Problem statement: Copy the rows from the line containing "Note: mark the clover-like" through the end of the rows, inclusive, replacing "clover-like" with "three-lobed" and changing nothing else.

[start]

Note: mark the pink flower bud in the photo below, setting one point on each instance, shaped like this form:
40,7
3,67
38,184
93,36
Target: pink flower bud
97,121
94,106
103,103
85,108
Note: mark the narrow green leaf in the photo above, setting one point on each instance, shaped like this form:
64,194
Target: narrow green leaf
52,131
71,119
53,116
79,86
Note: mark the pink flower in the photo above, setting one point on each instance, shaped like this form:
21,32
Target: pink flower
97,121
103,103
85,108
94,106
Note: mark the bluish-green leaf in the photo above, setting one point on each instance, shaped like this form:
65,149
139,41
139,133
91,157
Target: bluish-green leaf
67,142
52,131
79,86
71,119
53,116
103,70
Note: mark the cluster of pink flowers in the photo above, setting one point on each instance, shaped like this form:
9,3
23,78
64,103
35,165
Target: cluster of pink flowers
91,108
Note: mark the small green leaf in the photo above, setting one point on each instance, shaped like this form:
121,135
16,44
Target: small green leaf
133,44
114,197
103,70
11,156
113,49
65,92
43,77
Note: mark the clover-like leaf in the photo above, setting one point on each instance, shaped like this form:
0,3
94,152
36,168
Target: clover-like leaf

[end]

Answer to this problem:
Note: mark the three-lobed leaf in the photo above, setting one point on each instance, shaped like this form:
0,3
94,152
36,168
Target: three-lobed leaf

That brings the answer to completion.